— Quoted text —
4.8 Analytics and Tracking¶

Delivery Tracking¶

class NotificationTracker:
    def __init__(self, db, analytics_client):
        self.db = db
        self.analytics = analytics_client

    async def log_event(self, notification_id: str, event: str, 
                        metadata: dict = None):
        """Log notification lifecycle event."""
        await self.db.execute("""
            INSERT INTO notification_events 
            (notification_id, event, metadata, timestamp)
            VALUES ($1, $2, $3, NOW())
        """, notification_id, event, json.dumps(metadata or {}))

        # Send to analytics pipeline
        await self.analytics.track({
            "event": f"notification.{event}",
            "notification_id": notification_id,
            "metadata": metadata,
            "timestamp": datetime.utcnow().isoformat()
        })

    async def track_sent(self, notification_id: str, channel: str, 
                         provider_id: str):
        await self.log_event(notification_id, "sent", {
            "channel": channel,
            "provider_message_id": provider_id
        })

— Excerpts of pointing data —

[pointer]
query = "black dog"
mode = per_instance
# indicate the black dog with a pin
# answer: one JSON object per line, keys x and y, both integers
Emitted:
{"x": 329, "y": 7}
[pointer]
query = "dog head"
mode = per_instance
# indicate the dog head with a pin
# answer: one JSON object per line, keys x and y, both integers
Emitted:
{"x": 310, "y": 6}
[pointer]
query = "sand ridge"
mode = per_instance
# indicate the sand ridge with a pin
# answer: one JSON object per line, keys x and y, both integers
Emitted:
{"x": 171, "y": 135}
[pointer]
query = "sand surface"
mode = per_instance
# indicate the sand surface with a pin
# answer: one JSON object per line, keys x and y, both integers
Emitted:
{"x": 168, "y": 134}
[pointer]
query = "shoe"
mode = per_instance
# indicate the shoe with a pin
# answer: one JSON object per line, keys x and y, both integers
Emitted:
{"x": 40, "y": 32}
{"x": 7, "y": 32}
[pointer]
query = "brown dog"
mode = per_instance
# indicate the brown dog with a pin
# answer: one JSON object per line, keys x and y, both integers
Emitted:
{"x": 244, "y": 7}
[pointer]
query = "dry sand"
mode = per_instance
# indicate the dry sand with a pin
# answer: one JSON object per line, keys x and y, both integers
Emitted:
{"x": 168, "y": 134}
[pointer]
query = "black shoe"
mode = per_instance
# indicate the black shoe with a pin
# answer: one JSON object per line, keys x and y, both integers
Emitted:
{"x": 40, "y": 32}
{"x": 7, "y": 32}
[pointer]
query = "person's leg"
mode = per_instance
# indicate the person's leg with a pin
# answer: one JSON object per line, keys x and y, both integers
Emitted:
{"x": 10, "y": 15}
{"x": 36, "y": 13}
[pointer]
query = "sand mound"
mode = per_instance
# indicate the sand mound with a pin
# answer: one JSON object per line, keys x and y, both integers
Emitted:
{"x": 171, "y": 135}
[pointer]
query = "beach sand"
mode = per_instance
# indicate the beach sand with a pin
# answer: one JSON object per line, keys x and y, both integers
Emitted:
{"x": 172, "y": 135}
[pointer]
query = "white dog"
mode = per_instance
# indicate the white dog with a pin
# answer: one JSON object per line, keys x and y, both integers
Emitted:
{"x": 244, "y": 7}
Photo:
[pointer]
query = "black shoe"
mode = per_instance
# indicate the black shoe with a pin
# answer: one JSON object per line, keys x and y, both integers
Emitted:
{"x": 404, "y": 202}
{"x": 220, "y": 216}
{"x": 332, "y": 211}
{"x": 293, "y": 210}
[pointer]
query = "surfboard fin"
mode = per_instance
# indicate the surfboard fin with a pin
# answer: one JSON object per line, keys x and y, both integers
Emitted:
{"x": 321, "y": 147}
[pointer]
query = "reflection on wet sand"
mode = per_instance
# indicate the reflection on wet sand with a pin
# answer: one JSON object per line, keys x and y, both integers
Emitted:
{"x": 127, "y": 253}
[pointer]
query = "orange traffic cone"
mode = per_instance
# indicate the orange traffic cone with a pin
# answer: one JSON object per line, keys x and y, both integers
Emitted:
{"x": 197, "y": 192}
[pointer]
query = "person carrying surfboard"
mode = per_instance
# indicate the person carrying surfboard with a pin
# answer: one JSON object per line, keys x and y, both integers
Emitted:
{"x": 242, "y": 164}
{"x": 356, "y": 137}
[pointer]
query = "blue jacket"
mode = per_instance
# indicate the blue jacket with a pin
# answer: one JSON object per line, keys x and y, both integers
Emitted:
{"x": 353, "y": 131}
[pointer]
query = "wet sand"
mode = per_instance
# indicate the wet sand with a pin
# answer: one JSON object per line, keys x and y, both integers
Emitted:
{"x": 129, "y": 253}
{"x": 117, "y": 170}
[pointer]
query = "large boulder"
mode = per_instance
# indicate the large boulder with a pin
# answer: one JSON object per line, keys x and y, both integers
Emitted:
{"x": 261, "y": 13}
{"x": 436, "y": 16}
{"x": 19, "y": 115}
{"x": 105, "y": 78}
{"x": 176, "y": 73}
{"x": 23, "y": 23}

— Written exercise 1 —
Answer these questions about the delivery tracking code:
(a) Which database table does log_event insert rows into?
(b) What prefix is put before the event name in the data sent to the analytics pipeline?
(c) Which event name does track_sent pass to log_event?
— Written exercise 2 —
Extend the delivery tracking code beyond its final line.

— Exercise answer 1 —
(a) notification_events
(b) "notification."
(c) "sent"

— Exercise answer 2 —
    async def track_delivered(self, notification_id: str):
        await self.log_event(notification_id, "delivered")

    async def track_opened(self, notification_id: str):
        await self.log_event(notification_id, "opened")

    async def track_clicked(self, notification_id: str, link: str):
        await self.log_event(notification_id, "clicked", {"link": link})

    async def track_failed(self, notification_id: str, error: str):
        await self.log_event(notification_id, "failed", {"error": error})

Email Open/Click Tracking¶

class EmailTracker:
    def __init__(self, base_url: str):
        self.base_url = base_url

    def add_tracking(self, notification_id: str, html_content: str) -> str:
        """Add tracking pixel and link tracking to email."""
        from bs4 import BeautifulSoup

        soup = BeautifulSoup(html_content, 'html.parser')

        # Add tracking pixel for open tracking
        pixel_url = f"{self.base_url}/track/open/{notification_id}.gif"
        pixel = soup.new_tag("img", src=pixel_url, width="1", height="1")
        soup.body.append(pixel)

        # Wrap links for click tracking
        for a_tag in soup.find_all('a', href=True):
            original_url = a_tag['href']
            tracked_url = f"{self.base_url}/track/click/{notification_id}?url={quote(original_url)}"
            a_tag['href'] = tracked_url

        return str(soup)

# Tracking endpoints
@app.get("/track/open/{notification_id}.gif")
async def track_open(notification_id: str):
    await tracker.track_opened(notification_id)

    # Return 1x1 transparent GIF
    gif = base64.b64decode(
        "R0lGODlhAQABAIAAAAAAAP///yH5BAEAAAAALAAAAAABAAEAAAIBRAA7"
    )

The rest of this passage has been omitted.